#### [Exercise]
Gather every line of the items that contains the word "blue" and copy each one out in full.

-------

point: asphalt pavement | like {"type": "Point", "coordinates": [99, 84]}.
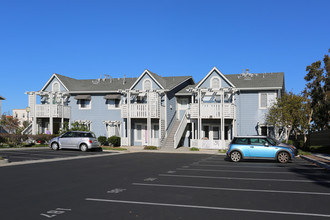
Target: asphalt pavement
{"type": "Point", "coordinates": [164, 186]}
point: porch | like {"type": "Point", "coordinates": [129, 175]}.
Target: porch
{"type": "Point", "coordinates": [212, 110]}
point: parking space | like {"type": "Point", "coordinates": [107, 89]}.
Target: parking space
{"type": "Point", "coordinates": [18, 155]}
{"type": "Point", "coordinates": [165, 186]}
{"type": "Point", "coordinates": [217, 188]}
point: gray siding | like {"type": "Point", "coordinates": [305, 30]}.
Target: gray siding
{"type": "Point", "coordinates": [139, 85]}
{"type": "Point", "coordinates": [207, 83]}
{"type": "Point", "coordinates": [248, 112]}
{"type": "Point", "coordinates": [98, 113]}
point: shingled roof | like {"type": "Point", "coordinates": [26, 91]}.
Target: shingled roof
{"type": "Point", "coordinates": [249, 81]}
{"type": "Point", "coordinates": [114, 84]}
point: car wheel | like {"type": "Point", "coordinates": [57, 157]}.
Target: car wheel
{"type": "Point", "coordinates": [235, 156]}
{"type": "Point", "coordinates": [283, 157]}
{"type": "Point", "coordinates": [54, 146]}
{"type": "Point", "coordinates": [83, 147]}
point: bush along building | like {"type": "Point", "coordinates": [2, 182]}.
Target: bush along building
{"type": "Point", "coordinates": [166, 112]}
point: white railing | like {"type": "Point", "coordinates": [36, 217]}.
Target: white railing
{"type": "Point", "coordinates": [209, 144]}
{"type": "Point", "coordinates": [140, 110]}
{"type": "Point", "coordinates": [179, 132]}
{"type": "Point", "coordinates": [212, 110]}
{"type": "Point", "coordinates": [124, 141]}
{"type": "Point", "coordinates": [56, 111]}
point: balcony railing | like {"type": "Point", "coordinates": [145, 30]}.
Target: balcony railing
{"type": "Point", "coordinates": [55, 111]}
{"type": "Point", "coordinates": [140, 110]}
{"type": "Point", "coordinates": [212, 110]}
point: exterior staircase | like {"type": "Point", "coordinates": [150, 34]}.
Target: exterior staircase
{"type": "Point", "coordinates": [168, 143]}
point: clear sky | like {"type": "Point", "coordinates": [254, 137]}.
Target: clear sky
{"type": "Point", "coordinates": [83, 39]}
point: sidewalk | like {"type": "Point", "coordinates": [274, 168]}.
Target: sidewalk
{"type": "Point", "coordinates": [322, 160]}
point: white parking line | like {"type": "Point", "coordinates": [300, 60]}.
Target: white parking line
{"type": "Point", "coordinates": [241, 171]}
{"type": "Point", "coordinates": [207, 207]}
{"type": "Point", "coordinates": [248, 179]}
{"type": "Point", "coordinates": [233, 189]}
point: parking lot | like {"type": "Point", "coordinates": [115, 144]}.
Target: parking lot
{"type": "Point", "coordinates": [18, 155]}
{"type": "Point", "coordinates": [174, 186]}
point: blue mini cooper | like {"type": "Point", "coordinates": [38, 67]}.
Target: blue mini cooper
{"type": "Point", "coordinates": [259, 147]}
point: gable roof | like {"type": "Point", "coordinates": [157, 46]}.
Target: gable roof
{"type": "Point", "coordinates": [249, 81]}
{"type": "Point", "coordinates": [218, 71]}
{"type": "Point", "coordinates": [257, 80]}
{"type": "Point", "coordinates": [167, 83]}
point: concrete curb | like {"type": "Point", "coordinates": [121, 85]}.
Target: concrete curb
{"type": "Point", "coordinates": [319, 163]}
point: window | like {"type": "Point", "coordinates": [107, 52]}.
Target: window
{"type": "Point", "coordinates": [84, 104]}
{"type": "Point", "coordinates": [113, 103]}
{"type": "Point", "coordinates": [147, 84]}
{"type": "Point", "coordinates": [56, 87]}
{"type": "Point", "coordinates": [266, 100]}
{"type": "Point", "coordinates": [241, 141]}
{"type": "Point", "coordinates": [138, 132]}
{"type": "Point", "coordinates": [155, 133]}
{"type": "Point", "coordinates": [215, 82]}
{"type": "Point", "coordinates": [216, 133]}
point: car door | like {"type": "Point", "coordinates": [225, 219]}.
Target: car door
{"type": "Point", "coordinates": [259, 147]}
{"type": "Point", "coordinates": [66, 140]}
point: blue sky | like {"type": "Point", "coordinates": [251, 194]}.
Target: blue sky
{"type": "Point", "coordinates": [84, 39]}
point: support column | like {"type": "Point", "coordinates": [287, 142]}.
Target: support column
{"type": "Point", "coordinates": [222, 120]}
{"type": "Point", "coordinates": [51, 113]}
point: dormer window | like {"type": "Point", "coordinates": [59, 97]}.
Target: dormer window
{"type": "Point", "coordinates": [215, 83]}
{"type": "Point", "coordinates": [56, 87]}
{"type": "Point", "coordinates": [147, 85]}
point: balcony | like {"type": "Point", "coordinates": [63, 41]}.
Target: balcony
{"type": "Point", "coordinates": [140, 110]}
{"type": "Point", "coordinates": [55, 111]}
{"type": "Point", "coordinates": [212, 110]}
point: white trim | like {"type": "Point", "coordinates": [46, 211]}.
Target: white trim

-------

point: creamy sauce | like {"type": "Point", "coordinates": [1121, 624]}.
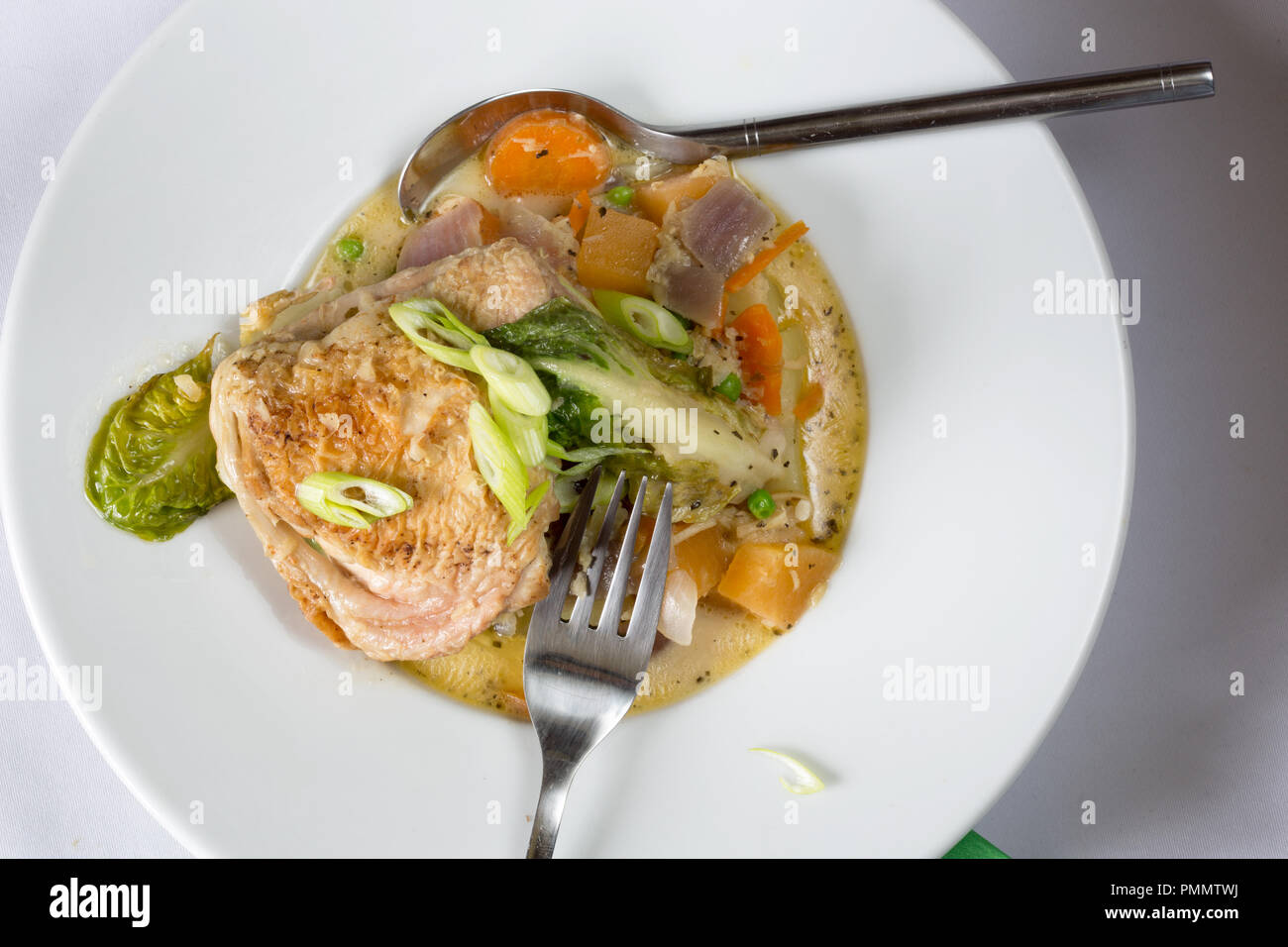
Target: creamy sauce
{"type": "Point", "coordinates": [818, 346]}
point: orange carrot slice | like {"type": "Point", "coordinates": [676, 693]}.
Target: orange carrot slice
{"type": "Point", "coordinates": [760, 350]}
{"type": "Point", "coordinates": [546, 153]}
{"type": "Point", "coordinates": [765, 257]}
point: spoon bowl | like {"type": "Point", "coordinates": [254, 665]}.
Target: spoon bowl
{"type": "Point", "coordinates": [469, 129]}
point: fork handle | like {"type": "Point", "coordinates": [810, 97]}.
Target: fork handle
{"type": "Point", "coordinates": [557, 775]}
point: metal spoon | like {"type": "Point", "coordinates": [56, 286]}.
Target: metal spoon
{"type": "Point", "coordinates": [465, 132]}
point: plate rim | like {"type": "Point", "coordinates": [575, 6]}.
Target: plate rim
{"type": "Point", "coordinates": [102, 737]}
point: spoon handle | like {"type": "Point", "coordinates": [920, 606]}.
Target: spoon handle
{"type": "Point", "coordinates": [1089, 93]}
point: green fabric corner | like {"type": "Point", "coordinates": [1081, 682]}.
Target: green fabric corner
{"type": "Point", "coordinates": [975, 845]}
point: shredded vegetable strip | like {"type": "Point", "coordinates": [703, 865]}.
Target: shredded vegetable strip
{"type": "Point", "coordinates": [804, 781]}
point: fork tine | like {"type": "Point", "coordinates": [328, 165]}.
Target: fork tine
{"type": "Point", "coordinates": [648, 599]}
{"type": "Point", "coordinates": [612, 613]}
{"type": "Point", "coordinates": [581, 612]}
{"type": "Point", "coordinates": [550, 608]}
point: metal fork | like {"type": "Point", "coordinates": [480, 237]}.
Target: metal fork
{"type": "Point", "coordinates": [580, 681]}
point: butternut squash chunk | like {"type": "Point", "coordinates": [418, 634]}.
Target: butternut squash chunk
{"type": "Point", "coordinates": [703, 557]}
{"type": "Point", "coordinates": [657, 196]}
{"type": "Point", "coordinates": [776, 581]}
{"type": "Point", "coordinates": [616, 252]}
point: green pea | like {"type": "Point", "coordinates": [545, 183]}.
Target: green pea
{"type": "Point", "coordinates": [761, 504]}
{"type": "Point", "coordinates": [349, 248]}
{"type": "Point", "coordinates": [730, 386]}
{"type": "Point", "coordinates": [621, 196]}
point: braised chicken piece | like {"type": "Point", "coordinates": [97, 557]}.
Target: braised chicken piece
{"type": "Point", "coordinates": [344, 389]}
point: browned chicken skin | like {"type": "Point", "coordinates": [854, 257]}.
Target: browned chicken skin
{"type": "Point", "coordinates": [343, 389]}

-------

#### [Solution to the exercise]
point: blue mini cooper | like {"type": "Point", "coordinates": [38, 67]}.
Target: blue mini cooper
point: blue sky | like {"type": "Point", "coordinates": [251, 194]}.
Target: blue sky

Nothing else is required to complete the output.